▶ _Work item_
Each record must be printed again exactly as given.

(Items listed in a dataset)

# # # # #

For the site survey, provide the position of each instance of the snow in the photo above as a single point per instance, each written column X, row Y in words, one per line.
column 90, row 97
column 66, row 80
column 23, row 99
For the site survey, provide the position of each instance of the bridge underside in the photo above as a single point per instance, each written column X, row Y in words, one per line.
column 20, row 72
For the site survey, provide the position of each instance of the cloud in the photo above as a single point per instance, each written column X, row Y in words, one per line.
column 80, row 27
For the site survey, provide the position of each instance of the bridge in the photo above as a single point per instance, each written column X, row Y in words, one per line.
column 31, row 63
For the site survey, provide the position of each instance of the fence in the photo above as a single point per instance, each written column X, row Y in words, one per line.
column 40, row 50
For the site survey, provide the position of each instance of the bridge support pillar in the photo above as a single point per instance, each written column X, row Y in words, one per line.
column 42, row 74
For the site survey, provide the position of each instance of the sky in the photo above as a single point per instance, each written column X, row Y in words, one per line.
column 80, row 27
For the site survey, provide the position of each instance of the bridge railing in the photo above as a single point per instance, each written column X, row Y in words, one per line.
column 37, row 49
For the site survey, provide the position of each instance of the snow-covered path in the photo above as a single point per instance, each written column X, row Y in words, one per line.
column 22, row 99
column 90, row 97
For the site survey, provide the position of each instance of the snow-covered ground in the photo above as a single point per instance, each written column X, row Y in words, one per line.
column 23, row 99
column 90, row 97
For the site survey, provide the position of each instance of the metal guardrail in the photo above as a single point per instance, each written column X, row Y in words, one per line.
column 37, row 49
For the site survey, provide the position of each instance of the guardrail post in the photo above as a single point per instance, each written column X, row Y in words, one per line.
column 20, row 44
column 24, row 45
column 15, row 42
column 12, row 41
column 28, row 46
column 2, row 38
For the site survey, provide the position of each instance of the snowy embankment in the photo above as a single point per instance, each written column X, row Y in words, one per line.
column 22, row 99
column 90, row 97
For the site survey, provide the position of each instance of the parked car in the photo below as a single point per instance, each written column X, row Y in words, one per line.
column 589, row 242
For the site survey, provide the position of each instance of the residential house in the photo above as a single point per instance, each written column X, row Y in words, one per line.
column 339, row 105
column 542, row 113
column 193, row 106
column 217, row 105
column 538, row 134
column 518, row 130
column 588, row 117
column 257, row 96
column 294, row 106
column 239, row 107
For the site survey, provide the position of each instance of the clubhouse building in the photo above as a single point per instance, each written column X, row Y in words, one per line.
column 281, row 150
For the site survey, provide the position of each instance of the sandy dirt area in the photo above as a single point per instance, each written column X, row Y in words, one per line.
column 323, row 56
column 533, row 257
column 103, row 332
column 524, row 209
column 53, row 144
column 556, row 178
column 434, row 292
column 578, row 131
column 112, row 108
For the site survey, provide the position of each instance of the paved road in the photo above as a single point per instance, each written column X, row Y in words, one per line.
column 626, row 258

# # # # #

▶ _Answer section_
For the site survey, provide the position of each instance of the snow in the photo above as a single point per instance, each written column X, row Y in words, one per line.
column 90, row 97
column 66, row 80
column 23, row 99
For the site survey, provide the position of each instance of the bridge underside in the photo above as a single point per instance, each written column X, row Y in words, one per line.
column 20, row 72
For the site survey, provide the position of each instance of the cloud in the photo above as a single point per instance, each written column X, row Y in words, one per line.
column 80, row 27
For the site survey, provide the position of each instance of the bridge in the photo above as a single point per instance, each written column X, row Y in words, one per line.
column 31, row 63
For the site survey, provide the position of each instance of the fence in the photo above as a single point per instance, each written column X, row Y in words, one per line.
column 40, row 50
For the site survey, provide the position of each instance of the bridge support pillar in the photo above as a single point per instance, each written column X, row Y in words, one per line.
column 42, row 74
For the site survey, provide the position of each instance of the sky in the photo above as a single point per instance, each written column X, row Y in words, one per line.
column 80, row 27
For the site survey, provide the position of each instance of the bridge railing in the photo above as a single point per instance, each written column X, row Y in words, one per line.
column 37, row 49
For the site survey, provide the position of each instance of the snow-covered path in the photo above as a single point per instance, each written column X, row Y in words, one per line.
column 22, row 99
column 90, row 97
For the site survey, provide the position of each instance of the snow-covered ground in the photo above as a single point per instance, each written column X, row Y in words, one per line.
column 23, row 99
column 90, row 97
For the site survey, provide the position of each instance of the metal guardrail in the photo above as a single point per instance, each written column X, row Y in words, one per line.
column 37, row 49
For the site survey, provide the position of each instance of the guardrail post in the photo above as a single point per instance, each written column X, row Y in words, one per line.
column 20, row 44
column 24, row 45
column 15, row 42
column 12, row 41
column 28, row 46
column 2, row 38
For the site survey, provide the position of each instance of the snowy embankment in the photo above as a single point per instance, each written column X, row Y in words, one per line.
column 22, row 99
column 90, row 97
For the site survey, provide the position of each instance of the parked car in the photo below as a single point per instance, each written column X, row Y in words, one per line.
column 589, row 242
For the site survey, provide the position of each instance of the residential house in the photo above as a single point per instance, each written column X, row Y in words, one per line.
column 339, row 105
column 542, row 113
column 193, row 106
column 217, row 105
column 538, row 134
column 518, row 130
column 588, row 117
column 257, row 96
column 294, row 106
column 239, row 107
For the site survey, provide the position of each instance of the clubhouse building in the photo above as a single point per instance, each written column X, row Y in words, one per line.
column 281, row 150
For the site survey, provide the position of each instance of the sandy dirt area in the photo above as a single point per instance, each written column X, row Y in words, one per line.
column 323, row 56
column 533, row 257
column 103, row 332
column 524, row 209
column 53, row 144
column 556, row 178
column 434, row 292
column 578, row 131
column 112, row 108
For the site survey, provide the position of each instance of the paved road in the photo above as a single point per instance, each written column X, row Y in words, one per line.
column 626, row 258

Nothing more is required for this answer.